Obituary

Maker of sleek but enigmatic pop

Guitarist-songwriter Walter Becker was one-half of Steely Dan, whose music influenced jazz and pop in their 1970s heyday

Walter Becker performing at Beacon Theatre in New York in 2011.
Walter Becker performing at Beacon Theatre in New York in 2011. PHOTO: NYTIMES

NEW YORK • Walter Becker, the Steely Dan guitarist-songwriter who made suavely subversive pop hits out of slippery jazz harmonies and verbal enigmas in partnership with Donald Fagen, died on Sunday.

He was 67. His death was announced on his official website, which gave no other details.

He lived in Maui, Hawaii.

He was unable to perform with Steely Dan this summer at The Classic West and The Classic East in Los Angeles and New York, two stadium-sized festivals of 1970s bands.

Last month, Fagen told Billboard: "Walter's recovering from a procedure and, hopefully, he'll be fine very soon."

As Steely Dan, the duo changed the vocabulary of pop in the 1970s with songs such as Do It Again, Reelin' In The Years, Rikki Don't Lose That Number and Peg.

The band's musical surfaces were sleek and understated, smooth enough to almost be mistaken for easy-listening pop, and polished through countless takes that earned the duo a reputation as studio perfectionists.

Their songs were catchy enough to infiltrate pop radio in the 1970s.

"That's sort of what we wanted to do, conquer from the margins," Becker told Time Out New York in 2011. "Find our place in the middle based on the fact that we were creatures of... alienation."

Steely Dan's lyrics depicted cryptic situations and sketched characters such as addicts, suicidal fugitives and dirty old men.

"You can infer certain things about the lives of people who would write these songs. This we cannot and do not deny," Becker said.

The music used richly ambiguous harmonies rooted in Debussy, Duke Ellington, Charlie Parker and Sonny Rollins, giving the songs a sophisticated core that would be widely influential across jazz and pop.

Although Steely Dan arrived as a full band on their 1972 debut album Can't Buy A Thrill, they soon recast themselves as the Becker-Fagen songwriting team, backed by session musicians.

In their 1970s hit-making heyday, Steely Dan rarely toured, preferring to work in the studio.

Named after a dildo in William Burroughs' 1959 novel Naked Lunch, the band dissolved after their 1980 album Gaucho, though Becker and Fagen stayed in contact. In 1993, they re-emerged as Steely Dan, leading a band that would tour frequently well into this year.

The songwriting and recording process remained painstaking.

The group released only two more studio albums: Two Against Nature in 2000 (which won the Grammy for Album of the Year) and Everything Must Go in 2003.

Unlike their 1970s incarnation, Steely Dan thrived on stage.

Becker was born in Forest Hills, New York City, on Feb 20, 1950. He met Fagen in 1967 when they were students at Bard College in New York.

"We started writing nutty little tunes on an upright piano in a small sitting room in the lobby of Ward Manor, a mouldering old mansion on the Hudson River that the college used as a dorm," Fagen wrote.

## EXTRACTED INFORMATION
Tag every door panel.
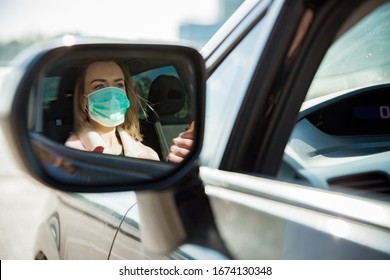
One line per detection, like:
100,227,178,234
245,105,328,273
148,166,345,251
201,168,390,259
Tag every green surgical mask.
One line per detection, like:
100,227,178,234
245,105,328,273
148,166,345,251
87,87,130,127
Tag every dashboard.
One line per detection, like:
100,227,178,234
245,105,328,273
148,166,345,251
284,84,390,201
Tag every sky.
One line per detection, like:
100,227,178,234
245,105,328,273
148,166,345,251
0,0,218,42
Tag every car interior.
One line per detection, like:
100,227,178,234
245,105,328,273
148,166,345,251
41,60,193,161
278,3,390,201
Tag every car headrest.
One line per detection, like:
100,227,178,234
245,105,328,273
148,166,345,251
148,75,185,116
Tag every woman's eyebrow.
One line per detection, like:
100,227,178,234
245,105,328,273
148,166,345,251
91,78,125,84
91,79,106,84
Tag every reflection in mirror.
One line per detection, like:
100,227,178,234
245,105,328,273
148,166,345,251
29,47,201,188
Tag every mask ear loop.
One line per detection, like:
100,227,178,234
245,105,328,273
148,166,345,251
82,93,89,123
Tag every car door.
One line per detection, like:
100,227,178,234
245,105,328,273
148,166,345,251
200,1,390,259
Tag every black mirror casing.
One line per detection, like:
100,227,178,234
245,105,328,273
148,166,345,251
9,39,206,192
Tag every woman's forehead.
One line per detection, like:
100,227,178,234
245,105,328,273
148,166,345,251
85,61,124,80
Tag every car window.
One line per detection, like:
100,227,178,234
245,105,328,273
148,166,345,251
201,21,262,168
278,3,390,201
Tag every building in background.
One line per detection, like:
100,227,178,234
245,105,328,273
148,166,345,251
179,0,244,48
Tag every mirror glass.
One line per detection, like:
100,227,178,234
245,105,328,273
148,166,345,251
28,44,203,189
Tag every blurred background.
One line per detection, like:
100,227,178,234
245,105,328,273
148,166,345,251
0,0,244,66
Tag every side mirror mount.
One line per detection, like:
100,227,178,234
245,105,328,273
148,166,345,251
7,37,205,192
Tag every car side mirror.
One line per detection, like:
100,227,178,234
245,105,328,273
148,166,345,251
2,39,205,192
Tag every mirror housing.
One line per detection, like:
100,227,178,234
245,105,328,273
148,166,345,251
3,38,206,192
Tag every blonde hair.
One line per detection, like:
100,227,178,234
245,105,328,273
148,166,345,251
73,59,143,141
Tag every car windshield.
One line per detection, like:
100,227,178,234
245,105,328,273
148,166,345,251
306,3,390,100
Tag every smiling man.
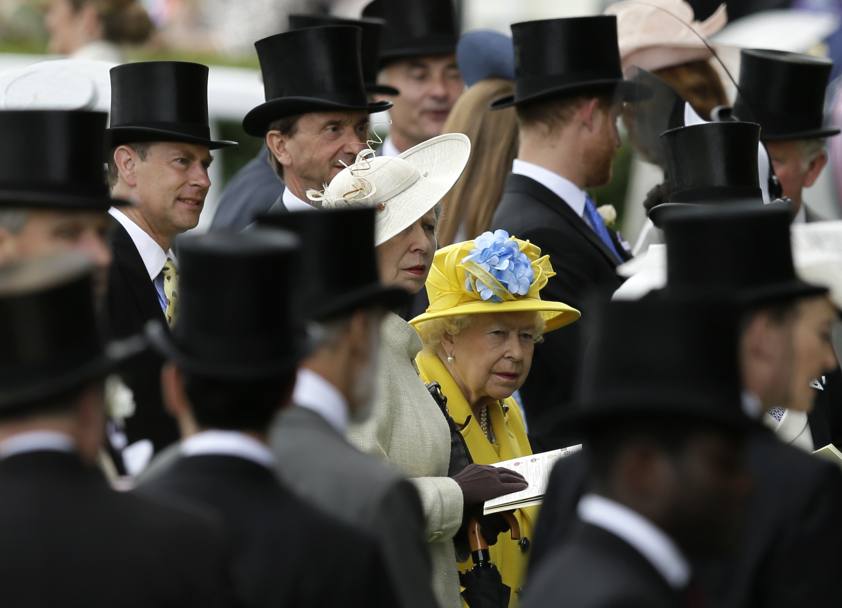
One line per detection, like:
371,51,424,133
363,0,465,156
243,25,392,212
107,61,235,472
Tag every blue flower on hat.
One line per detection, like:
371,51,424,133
462,230,535,302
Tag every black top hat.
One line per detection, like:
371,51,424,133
0,254,144,411
289,15,400,95
491,15,647,109
243,25,392,137
362,0,459,65
649,122,763,225
663,204,827,307
146,230,306,380
108,61,237,150
0,110,129,211
569,295,756,432
732,49,839,141
257,208,409,321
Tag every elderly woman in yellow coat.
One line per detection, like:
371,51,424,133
411,230,579,606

## EXERCISE DIRECTIONS
In the Walter Becker obituary, which Steely Dan album won the Grammy for Album of the Year?

## WRITTEN SOLUTION
Two Against Nature, released in 2000.